INFORMATION PROVIDED:
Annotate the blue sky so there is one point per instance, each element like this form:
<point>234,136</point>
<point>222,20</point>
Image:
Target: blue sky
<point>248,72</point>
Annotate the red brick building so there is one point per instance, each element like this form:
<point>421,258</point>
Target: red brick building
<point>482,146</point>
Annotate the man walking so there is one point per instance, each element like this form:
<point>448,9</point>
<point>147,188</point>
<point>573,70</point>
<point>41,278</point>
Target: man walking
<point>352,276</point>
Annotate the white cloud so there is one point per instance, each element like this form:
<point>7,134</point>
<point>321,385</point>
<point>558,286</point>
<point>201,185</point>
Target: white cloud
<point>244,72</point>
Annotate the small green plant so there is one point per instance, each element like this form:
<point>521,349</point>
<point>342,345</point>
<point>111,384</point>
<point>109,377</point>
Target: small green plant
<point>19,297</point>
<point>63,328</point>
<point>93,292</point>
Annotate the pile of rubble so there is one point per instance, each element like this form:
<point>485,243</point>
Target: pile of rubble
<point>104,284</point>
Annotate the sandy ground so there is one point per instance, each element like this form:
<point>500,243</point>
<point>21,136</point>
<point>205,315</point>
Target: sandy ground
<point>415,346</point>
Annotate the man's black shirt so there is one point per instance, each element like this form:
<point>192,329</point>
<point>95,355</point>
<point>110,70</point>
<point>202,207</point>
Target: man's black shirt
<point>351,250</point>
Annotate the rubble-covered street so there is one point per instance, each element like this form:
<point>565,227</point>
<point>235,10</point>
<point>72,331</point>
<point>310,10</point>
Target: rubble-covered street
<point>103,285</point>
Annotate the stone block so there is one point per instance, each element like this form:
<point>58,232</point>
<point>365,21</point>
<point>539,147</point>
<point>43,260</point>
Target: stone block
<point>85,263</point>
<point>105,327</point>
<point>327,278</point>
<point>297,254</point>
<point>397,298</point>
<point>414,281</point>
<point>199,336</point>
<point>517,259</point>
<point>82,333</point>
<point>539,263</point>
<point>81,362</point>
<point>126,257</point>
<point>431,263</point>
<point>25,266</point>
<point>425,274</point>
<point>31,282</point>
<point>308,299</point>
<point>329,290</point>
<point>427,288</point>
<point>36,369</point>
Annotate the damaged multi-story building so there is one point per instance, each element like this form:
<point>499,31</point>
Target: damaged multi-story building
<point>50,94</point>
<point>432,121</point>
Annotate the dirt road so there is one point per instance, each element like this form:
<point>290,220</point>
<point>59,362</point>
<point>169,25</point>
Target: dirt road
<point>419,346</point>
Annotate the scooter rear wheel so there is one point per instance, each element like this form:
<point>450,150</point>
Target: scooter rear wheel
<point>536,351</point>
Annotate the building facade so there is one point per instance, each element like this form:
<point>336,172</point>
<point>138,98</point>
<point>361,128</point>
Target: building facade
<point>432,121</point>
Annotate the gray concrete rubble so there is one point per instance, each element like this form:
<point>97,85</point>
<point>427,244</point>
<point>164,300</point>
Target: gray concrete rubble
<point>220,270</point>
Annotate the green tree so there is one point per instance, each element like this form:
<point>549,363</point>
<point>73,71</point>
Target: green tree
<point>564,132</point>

TASK DETAILS:
Could you write out all the entries exactly as given?

RESPONSE AREA:
Annotate the blue sky so there is one point per instance, each element like this form:
<point>234,136</point>
<point>222,20</point>
Image:
Target: blue sky
<point>248,72</point>
Annotate the red brick building so there is one point per instance, each element like this form:
<point>421,258</point>
Target: red brick building
<point>482,146</point>
Annotate the man walking so there is one point per instance, each element like this form:
<point>448,9</point>
<point>147,188</point>
<point>573,70</point>
<point>41,278</point>
Target: man walking
<point>352,276</point>
Annotate the white cloud so there is one point per instance, each element like this form:
<point>7,134</point>
<point>321,385</point>
<point>558,286</point>
<point>201,185</point>
Target: white cloud
<point>244,72</point>
Annotate the small green plant so there is one point per instance, each element like this form:
<point>521,349</point>
<point>342,345</point>
<point>111,384</point>
<point>109,377</point>
Target: small green plant
<point>19,297</point>
<point>63,328</point>
<point>93,292</point>
Annotate the pile of rubble so there is one point per instance, each element like this form:
<point>485,243</point>
Target: pile of rubble
<point>104,284</point>
Annotate the sandy ground so there is one point per instance, each element like this form:
<point>500,243</point>
<point>21,136</point>
<point>205,315</point>
Target: sandy ground
<point>415,346</point>
Annotate the man's black shirt so there is one point per instance, each element like this form:
<point>192,329</point>
<point>95,355</point>
<point>110,70</point>
<point>202,207</point>
Target: man's black shirt
<point>351,250</point>
Annotate the rubble-covered street so there is one point per instance, each element like this form:
<point>565,227</point>
<point>235,10</point>
<point>72,331</point>
<point>310,10</point>
Target: rubble-covered street
<point>103,285</point>
Annotate the stone block so there is one point per instance, each element like this form:
<point>58,232</point>
<point>365,21</point>
<point>539,147</point>
<point>43,260</point>
Target: stone block
<point>85,263</point>
<point>105,327</point>
<point>327,278</point>
<point>297,254</point>
<point>397,298</point>
<point>414,281</point>
<point>199,336</point>
<point>517,259</point>
<point>82,333</point>
<point>539,263</point>
<point>81,362</point>
<point>126,257</point>
<point>431,263</point>
<point>25,266</point>
<point>425,274</point>
<point>31,282</point>
<point>308,299</point>
<point>329,290</point>
<point>427,288</point>
<point>36,369</point>
Annotate the damaged multi-story building so there is one point per instance, each element like this form:
<point>499,31</point>
Target: damaged multi-story building
<point>50,94</point>
<point>432,121</point>
Annotate the dirt road so there is one point per instance, each element like this form:
<point>290,220</point>
<point>59,362</point>
<point>169,25</point>
Target: dirt road
<point>419,346</point>
Annotate the scooter rear wheel so there is one point per instance, each element like this form:
<point>450,150</point>
Target: scooter rear wheel
<point>536,351</point>
Annotate the building facade so there is one point per instance, each element like this form:
<point>336,172</point>
<point>138,98</point>
<point>361,128</point>
Target: building facade
<point>432,121</point>
Annotate the gray concrete rubble so there is one point per instance, each element like this form:
<point>97,85</point>
<point>427,244</point>
<point>164,300</point>
Target: gray concrete rubble
<point>220,270</point>
Annotate the green tree so there is one point per instance, each element like this form:
<point>549,363</point>
<point>73,71</point>
Target: green tree
<point>564,132</point>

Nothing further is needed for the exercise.